(Data shown begins)

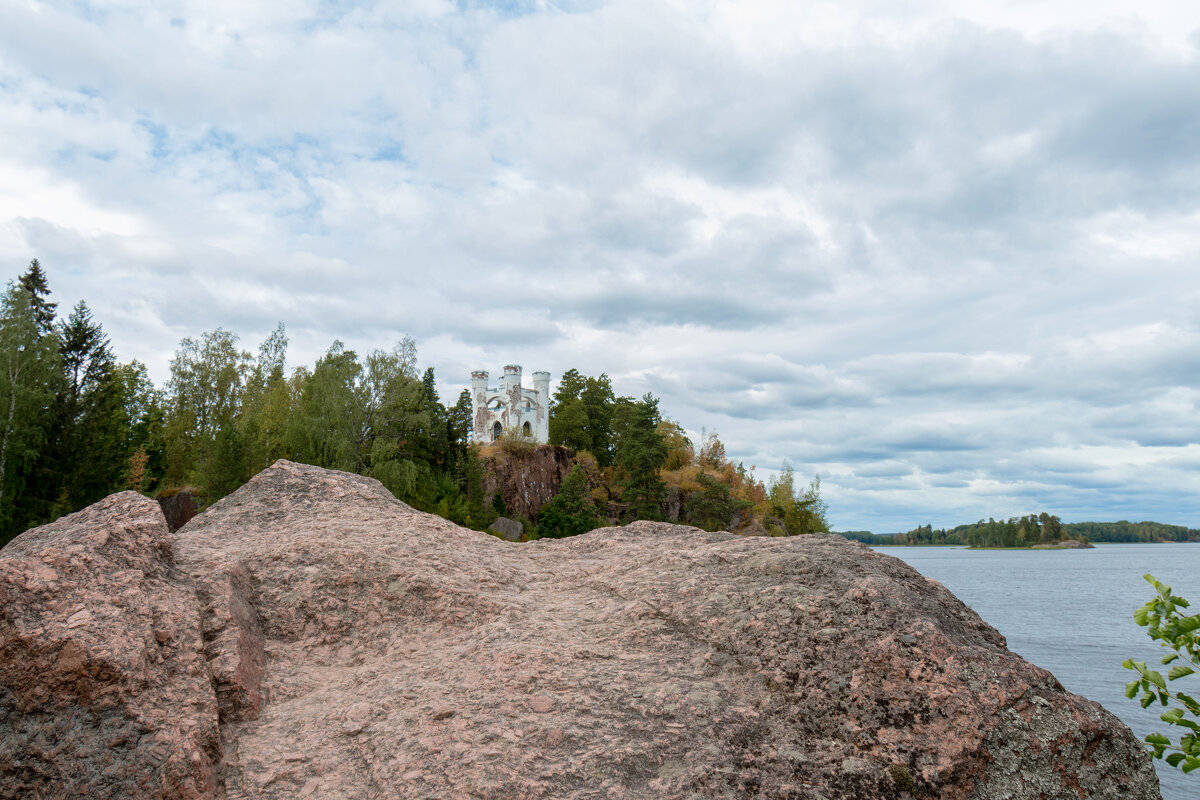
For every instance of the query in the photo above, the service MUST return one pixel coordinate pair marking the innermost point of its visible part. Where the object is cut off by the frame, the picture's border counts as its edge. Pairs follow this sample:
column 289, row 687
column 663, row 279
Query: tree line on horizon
column 1032, row 529
column 77, row 425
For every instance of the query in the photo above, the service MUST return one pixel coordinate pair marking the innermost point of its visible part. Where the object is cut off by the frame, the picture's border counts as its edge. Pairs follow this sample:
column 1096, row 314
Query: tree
column 267, row 404
column 461, row 419
column 713, row 505
column 35, row 283
column 90, row 451
column 569, row 426
column 640, row 455
column 802, row 512
column 328, row 420
column 1180, row 633
column 571, row 511
column 29, row 368
column 204, row 394
column 570, row 385
column 681, row 451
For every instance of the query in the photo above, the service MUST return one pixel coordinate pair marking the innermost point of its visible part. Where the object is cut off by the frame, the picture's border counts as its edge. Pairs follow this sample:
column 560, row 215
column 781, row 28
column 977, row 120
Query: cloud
column 941, row 253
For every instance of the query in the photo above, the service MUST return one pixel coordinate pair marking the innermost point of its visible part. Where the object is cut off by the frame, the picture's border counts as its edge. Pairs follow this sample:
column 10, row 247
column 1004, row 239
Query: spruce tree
column 35, row 283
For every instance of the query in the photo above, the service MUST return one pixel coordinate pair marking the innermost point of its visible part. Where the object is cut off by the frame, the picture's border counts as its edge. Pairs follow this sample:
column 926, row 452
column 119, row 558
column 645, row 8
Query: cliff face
column 526, row 481
column 311, row 637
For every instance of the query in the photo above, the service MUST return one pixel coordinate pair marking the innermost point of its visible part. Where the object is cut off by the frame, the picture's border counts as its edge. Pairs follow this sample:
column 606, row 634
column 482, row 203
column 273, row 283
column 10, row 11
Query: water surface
column 1072, row 613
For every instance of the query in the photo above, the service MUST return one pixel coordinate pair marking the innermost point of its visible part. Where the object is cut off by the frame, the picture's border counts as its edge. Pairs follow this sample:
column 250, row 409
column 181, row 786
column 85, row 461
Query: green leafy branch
column 1180, row 633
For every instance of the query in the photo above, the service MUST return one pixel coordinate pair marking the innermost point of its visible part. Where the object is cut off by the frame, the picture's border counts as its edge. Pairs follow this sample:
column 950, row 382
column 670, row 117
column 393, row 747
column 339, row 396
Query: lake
column 1072, row 613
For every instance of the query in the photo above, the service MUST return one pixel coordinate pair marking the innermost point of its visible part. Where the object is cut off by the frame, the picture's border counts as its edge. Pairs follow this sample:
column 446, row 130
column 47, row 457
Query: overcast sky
column 942, row 253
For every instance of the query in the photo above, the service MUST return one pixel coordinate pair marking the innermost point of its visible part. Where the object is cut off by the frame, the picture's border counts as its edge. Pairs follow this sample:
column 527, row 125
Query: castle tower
column 541, row 388
column 510, row 407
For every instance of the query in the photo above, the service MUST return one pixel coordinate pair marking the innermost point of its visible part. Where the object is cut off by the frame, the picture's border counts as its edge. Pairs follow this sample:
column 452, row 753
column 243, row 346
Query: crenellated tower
column 510, row 407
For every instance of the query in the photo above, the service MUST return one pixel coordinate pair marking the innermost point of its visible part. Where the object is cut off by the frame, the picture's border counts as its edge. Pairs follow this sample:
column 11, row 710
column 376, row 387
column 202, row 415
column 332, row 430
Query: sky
column 942, row 254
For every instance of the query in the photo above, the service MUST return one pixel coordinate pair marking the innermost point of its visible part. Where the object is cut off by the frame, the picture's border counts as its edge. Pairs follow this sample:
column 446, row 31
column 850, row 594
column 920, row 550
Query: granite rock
column 105, row 690
column 357, row 648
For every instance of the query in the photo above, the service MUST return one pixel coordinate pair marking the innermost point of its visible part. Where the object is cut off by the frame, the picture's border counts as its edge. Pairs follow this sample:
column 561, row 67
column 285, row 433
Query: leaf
column 1173, row 716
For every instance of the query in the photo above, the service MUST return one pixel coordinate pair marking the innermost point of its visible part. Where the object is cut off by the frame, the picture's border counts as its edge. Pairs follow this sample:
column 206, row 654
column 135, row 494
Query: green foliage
column 571, row 511
column 1015, row 531
column 581, row 415
column 803, row 512
column 1180, row 633
column 713, row 506
column 681, row 451
column 29, row 380
column 204, row 396
column 569, row 426
column 641, row 453
column 37, row 288
column 1131, row 531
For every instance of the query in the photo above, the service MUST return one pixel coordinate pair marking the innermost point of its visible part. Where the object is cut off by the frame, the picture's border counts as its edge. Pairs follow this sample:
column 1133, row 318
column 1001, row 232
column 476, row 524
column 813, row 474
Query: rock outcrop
column 527, row 480
column 105, row 689
column 310, row 636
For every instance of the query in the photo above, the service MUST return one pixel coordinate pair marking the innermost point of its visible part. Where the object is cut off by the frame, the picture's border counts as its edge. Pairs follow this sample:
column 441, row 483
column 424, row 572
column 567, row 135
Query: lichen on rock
column 353, row 647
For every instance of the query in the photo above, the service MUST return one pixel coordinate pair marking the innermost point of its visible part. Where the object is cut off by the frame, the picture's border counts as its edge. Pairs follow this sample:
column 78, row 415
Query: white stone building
column 510, row 407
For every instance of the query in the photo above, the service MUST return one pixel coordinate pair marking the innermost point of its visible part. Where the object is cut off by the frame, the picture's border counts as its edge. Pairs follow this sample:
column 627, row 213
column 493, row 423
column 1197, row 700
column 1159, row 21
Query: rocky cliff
column 311, row 637
column 526, row 479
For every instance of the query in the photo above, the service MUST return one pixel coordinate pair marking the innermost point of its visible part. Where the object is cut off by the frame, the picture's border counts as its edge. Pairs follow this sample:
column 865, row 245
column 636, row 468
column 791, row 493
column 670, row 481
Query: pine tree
column 29, row 371
column 640, row 455
column 35, row 283
column 571, row 511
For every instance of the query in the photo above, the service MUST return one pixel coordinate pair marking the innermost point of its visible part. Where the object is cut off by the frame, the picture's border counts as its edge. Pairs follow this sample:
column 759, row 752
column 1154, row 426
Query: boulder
column 361, row 649
column 508, row 529
column 105, row 687
column 179, row 506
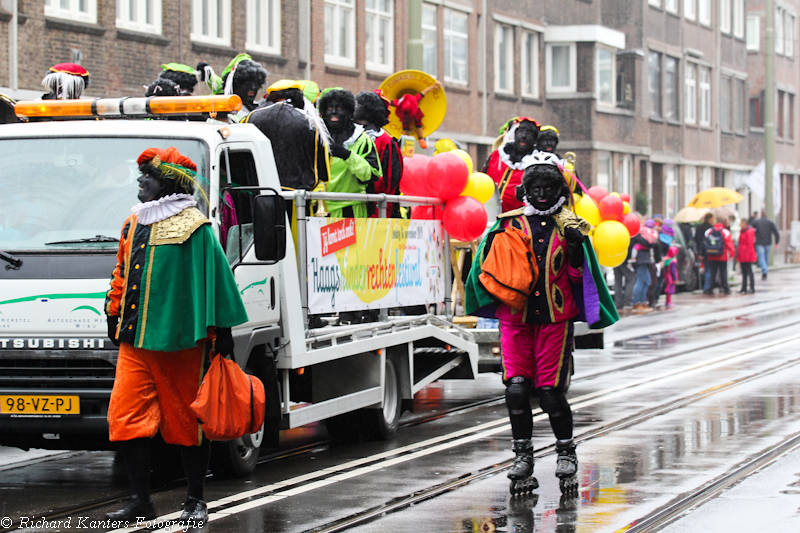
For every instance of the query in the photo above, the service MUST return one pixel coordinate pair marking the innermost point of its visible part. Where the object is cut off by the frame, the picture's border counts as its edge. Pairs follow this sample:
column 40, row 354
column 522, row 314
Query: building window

(Data shown ends)

**What is expected:** Set down the lines of the records above exactly, apart from the pictures.

**Completed task:**
For every instance of the query in the photo above, the service MUST return one pixel coordinate pair marking the innermost point of its visible part. Where the object is cut off by the frame, the picture's border counts as its edge. Pairs follow this sample:
column 289, row 687
column 663, row 279
Query: tree line on horizon
column 1032, row 529
column 77, row 425
For every instance of the query in the photo above, the service MUST return one pixel coordinate pair marking the innermost point of its visible part. Where the object is cut off by the frame, the picture's border counts as its edge. Pairs follow this sample:
column 1096, row 314
Query: tree
column 267, row 404
column 461, row 419
column 713, row 505
column 35, row 283
column 90, row 451
column 569, row 426
column 640, row 455
column 802, row 512
column 328, row 420
column 1180, row 633
column 571, row 511
column 29, row 368
column 204, row 394
column 570, row 385
column 681, row 451
For every instance of the query in the photo above, the service MUST return one pixel coordinate pair marking the innermost point of its visible part. Where the object is cut off by the frame, the picture's border counts as its edge. Pairs follow this sample:
column 560, row 215
column 781, row 28
column 977, row 120
Query: cloud
column 941, row 253
For every instance of the query in the photo above, the service MUST return one pixel coordinate pair marking the innermost point of its visible part. Where the object is cut off by the frame, the picture's border counts as its edge. Pairs follow this sample:
column 10, row 247
column 1004, row 239
Query: spruce tree
column 35, row 283
For every instance of the query in the photo above, the service MUST return one pixel coordinate pair marking the innermost point of its visible part. Where the object is cut off by the frame, the picture's border counts as its edge. Pairs follow this sample:
column 926, row 452
column 119, row 558
column 645, row 8
Query: cliff face
column 526, row 481
column 311, row 637
For every instance of the query in the photo above, the service MUST return one pixel coordinate pair marking the innermost point of its visible part. Where the object is cut off by the frame, the picture's border counts as its edge. Pairs follow this sample:
column 606, row 634
column 482, row 203
column 273, row 283
column 10, row 11
Query: water surface
column 1072, row 613
For every instance of the query in the photo above, the service MUST return one pixel coordinate pair marking the innermost point of its visible part. Where the object is cut off by the frame, the picture's border counts as its edge. Pairs follow this sample:
column 250, row 409
column 181, row 786
column 85, row 461
Query: green leafy branch
column 1180, row 633
For every instance of the query in the photo above, the service MUST return one pixel coordinate pair marking the innermost point of its visible part. Where the object is cut off by the frame, the picture's border counts as its edge. Pairs follow this sample:
column 950, row 382
column 670, row 117
column 393, row 747
column 339, row 396
Query: lake
column 1072, row 613
For every instance of the query in the photo above, the service MUST return one pixel coordinate pair marking the innermost point of its visible part. Where the object is cut off by the frame, the picture's border counts as its edge. Pairs follow this sample:
column 446, row 130
column 47, row 457
Query: overcast sky
column 942, row 253
For every instance of the query in the photo above, the service MUST return one pixel coordinate pair marking the innermost point of its visible part. Where the object is cut off by the frame, the picture's border counts as its edge. Pairs follow this sample:
column 527, row 125
Query: castle tower
column 541, row 388
column 510, row 407
For every instance of the query in the photo above, the service MUST return one pixel coordinate pair marking the innermost point of its visible part. Where the object is cut off by the frame, the picture's border counts as its edge. Pairs follow this sample:
column 452, row 753
column 243, row 346
Query: crenellated tower
column 510, row 407
For every instance of the query in the photo above, the service MUST return one pixel coordinate pair marking the innermost point of its visible part. Where the object is cut off by the frame, the picture's border counts as its edge. Pairs follow this sample:
column 11, row 710
column 376, row 387
column 202, row 415
column 332, row 430
Query: sky
column 942, row 254
For every instance of the query in the photo above, the service MUST return one pixel coordinate pair marking the innermost point of its visible part. Where the object is cut off by the frame, the picture's border counts as its edge. Pairs follow this sample:
column 446, row 31
column 850, row 594
column 920, row 550
Query: granite rock
column 105, row 690
column 357, row 648
For every instance of the query in the photo above, the service MUST return one pixel coordinate pair marking the innermost point of its visible part. Where the object is cut off by the frame, the picture's border counts as its edge. Pairs follow this sample:
column 561, row 67
column 285, row 433
Query: leaf
column 1173, row 716
For every instance of the query in the photo above, the service MUST return one pixel coordinate pair marking the innermost point of its visible part. Where the object is cut off by the frame, the picture's border counts as its edge. Pairs follow this sample:
column 206, row 654
column 135, row 494
Query: green foliage
column 571, row 511
column 1015, row 531
column 581, row 415
column 803, row 512
column 1180, row 633
column 713, row 506
column 681, row 451
column 29, row 380
column 204, row 396
column 569, row 426
column 641, row 453
column 37, row 288
column 1131, row 531
For every instance of the query in the photo above, the service MUST return one pixel coordinate pair marking the innermost point of its visible part. Where the object is cut off by the frame, the picture's border counts as its edge. Pairs follow this sample:
column 1133, row 318
column 1001, row 232
column 476, row 524
column 813, row 474
Query: rock outcrop
column 527, row 480
column 105, row 689
column 310, row 636
For every instance of the query in the photo above, the service MUST return one pixel coordinate pair marking the innermost point of its visible part. Where the object is cut off by the frame, the picture's border counts as its edge. Pairs follow this sample:
column 441, row 483
column 424, row 572
column 567, row 135
Query: lichen on rock
column 353, row 647
For every instance of the query in the photo above, the service MUST return one pixel coordinate pair marking the innermost point of its visible part. Where the object is cut off by the frame, the picture's border counts as its edge. Pairs follow this sample:
column 78, row 415
Query: white stone building
column 510, row 407
For every instance of the query in the photo above, the service MUST return one pixel coordinate pair marking the innermost point of its visible part. Where the object is cut off by the frame, the picture's border counts as its edge. Pairs follow this sample:
column 627, row 213
column 493, row 423
column 1197, row 700
column 1159, row 21
Query: rocky cliff
column 311, row 637
column 526, row 479
For every instance of the query in the photo above, the service MUST return one pixel coordinate pair marking the innermost point of its visible part. Where the object is cut off by the frame, the picture's border counts as its edge. Pairs follow this sample:
column 865, row 245
column 636, row 468
column 791, row 493
column 670, row 481
Query: pine tree
column 29, row 371
column 640, row 455
column 35, row 283
column 571, row 511
For every instance of the query in the photo above, the service MUST return one pixel coordinate pair marking the innermost point of its visible part. Where the object is cut off by the frame, the picture's border counts as its edge. Pairs follow this sample:
column 759, row 752
column 1154, row 426
Query: boulder
column 361, row 649
column 508, row 529
column 105, row 687
column 179, row 506
For every instance of the query in the photo above, the service MUST return one pixel coordinate pair marking the innermost point of its visible part. Where the object is cut off by the frame, the picture's border counts as its edge. Pairs follow this sample:
column 40, row 354
column 522, row 314
Query: building window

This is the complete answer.